--- Data provided Enclosed Below ---
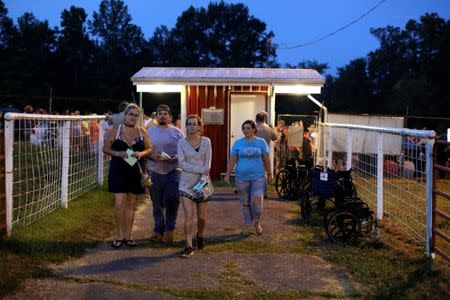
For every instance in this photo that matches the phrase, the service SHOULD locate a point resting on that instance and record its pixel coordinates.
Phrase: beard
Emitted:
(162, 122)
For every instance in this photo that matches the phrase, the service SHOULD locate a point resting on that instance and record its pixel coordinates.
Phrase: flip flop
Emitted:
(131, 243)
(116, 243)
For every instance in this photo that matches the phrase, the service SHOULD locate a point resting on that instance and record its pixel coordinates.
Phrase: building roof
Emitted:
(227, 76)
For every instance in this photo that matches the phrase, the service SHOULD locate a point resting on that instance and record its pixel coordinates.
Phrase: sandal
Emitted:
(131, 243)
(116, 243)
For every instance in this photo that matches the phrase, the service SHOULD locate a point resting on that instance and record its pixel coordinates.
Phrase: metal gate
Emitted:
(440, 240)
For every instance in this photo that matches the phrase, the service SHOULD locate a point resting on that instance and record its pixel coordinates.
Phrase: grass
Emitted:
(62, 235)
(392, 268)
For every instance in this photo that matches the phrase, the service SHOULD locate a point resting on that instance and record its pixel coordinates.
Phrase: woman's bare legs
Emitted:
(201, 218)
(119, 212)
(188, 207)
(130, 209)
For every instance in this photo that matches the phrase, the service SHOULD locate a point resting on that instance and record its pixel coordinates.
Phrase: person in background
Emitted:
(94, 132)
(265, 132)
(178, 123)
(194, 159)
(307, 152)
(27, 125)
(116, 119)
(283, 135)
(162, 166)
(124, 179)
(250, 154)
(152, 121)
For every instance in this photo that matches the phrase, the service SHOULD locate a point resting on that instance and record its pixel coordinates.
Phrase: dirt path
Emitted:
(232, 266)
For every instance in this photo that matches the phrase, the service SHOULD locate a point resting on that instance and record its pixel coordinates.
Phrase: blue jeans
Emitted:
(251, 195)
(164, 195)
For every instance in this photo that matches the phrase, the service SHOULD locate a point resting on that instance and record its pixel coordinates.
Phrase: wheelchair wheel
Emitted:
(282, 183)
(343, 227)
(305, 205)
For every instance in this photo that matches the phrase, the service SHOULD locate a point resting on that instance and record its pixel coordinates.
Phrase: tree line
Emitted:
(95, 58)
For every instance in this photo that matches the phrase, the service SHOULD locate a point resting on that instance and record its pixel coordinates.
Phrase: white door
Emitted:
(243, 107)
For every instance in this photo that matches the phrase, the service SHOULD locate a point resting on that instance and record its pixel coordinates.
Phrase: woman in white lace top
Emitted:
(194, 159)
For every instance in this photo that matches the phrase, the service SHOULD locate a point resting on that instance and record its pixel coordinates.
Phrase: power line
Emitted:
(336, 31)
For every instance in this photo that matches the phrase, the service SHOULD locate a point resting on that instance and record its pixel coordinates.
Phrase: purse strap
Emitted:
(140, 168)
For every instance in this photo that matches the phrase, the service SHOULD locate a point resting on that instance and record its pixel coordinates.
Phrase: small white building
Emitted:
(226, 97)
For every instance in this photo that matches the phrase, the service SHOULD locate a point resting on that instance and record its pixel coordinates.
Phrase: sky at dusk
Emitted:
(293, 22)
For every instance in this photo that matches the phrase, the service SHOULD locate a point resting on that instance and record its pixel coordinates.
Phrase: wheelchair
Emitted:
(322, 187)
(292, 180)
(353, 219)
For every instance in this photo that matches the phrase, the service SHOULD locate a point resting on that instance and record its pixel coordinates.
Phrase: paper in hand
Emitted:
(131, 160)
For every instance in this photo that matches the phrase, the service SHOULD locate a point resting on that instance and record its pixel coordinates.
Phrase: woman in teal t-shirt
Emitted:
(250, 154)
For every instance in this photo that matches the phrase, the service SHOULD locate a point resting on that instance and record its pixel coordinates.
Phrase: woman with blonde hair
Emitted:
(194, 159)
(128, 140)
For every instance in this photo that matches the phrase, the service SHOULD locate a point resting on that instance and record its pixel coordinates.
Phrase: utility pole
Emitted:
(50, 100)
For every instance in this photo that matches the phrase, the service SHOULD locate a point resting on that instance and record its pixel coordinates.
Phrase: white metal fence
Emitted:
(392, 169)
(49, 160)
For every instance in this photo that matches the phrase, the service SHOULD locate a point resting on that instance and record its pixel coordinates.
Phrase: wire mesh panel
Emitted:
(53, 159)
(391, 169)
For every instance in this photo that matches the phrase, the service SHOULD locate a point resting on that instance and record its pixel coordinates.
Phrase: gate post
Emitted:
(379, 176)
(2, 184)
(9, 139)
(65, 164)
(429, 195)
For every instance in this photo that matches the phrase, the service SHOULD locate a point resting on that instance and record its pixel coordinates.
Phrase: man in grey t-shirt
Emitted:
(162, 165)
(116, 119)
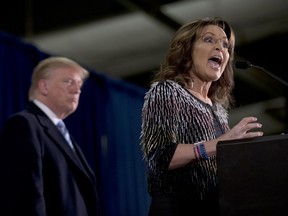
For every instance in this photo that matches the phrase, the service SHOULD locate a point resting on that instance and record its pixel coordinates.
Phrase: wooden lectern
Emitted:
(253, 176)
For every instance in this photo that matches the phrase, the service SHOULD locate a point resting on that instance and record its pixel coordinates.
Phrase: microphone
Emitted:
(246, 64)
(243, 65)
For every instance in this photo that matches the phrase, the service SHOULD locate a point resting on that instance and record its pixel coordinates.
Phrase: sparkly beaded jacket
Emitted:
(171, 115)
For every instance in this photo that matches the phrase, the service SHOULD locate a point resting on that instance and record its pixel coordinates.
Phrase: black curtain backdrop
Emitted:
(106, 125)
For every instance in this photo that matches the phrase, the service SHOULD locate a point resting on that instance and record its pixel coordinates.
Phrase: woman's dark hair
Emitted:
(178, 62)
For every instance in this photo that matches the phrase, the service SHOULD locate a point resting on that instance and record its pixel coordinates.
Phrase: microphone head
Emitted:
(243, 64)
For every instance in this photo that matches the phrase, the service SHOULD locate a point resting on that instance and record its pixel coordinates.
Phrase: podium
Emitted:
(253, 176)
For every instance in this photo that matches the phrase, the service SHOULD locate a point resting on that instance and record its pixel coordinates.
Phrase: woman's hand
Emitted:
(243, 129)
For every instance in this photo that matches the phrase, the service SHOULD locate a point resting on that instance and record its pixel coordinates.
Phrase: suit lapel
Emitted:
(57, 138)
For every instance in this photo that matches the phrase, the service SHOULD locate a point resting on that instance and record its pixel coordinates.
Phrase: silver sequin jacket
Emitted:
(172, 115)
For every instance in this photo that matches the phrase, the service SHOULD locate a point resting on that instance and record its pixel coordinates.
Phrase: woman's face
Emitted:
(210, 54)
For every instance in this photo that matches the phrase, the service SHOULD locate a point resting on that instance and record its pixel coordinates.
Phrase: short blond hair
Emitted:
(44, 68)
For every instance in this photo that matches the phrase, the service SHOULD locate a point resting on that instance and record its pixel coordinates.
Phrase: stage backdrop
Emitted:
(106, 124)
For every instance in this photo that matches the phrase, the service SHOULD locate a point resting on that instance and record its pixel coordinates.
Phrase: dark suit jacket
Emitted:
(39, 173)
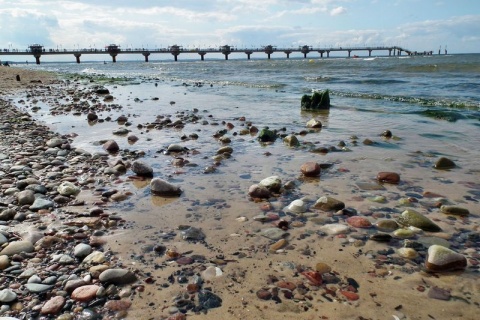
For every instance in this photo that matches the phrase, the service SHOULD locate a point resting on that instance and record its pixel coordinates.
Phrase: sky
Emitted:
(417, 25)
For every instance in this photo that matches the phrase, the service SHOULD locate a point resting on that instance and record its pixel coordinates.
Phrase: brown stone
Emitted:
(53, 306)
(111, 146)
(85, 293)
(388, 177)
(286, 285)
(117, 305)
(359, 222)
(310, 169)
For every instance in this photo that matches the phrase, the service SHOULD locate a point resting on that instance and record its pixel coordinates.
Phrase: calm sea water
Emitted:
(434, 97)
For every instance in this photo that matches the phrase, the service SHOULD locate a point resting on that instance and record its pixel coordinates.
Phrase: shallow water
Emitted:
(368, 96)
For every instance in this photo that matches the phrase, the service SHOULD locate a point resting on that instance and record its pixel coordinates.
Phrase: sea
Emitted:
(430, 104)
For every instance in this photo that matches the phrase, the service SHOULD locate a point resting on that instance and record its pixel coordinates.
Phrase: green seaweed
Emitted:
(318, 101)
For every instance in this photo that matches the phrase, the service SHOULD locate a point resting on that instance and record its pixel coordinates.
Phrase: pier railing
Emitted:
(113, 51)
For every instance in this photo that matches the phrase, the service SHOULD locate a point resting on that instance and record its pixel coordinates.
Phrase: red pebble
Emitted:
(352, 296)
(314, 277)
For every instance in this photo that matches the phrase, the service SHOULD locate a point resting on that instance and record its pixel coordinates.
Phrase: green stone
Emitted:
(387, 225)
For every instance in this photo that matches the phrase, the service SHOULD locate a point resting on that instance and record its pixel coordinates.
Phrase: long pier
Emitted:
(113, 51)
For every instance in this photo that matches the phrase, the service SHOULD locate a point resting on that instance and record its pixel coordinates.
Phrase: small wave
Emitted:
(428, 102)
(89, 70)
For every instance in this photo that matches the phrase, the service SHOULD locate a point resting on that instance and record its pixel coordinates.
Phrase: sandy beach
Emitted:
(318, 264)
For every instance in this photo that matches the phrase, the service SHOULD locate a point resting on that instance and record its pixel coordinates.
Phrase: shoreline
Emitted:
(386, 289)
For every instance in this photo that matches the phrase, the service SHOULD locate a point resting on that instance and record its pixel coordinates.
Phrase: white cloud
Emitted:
--- End of Enclosed Data provided ---
• [Work order]: Please, without any pictures, write out exactly the lines of the listing from its first line through the line that holds "Phrase: flip flop", ends included, and nothing beyond them.

• [Solution for this task]:
For every instance in this photo that matches the phrase, the service SHOULD locate a point resting on that instance and record its pixel coordinates.
Phrase: beard
Emitted:
(162, 122)
For every instance in this photo that matches the phrase, the service SHOULD locate a point resting on that instance and record its pixel coordinates.
Phrase: flip flop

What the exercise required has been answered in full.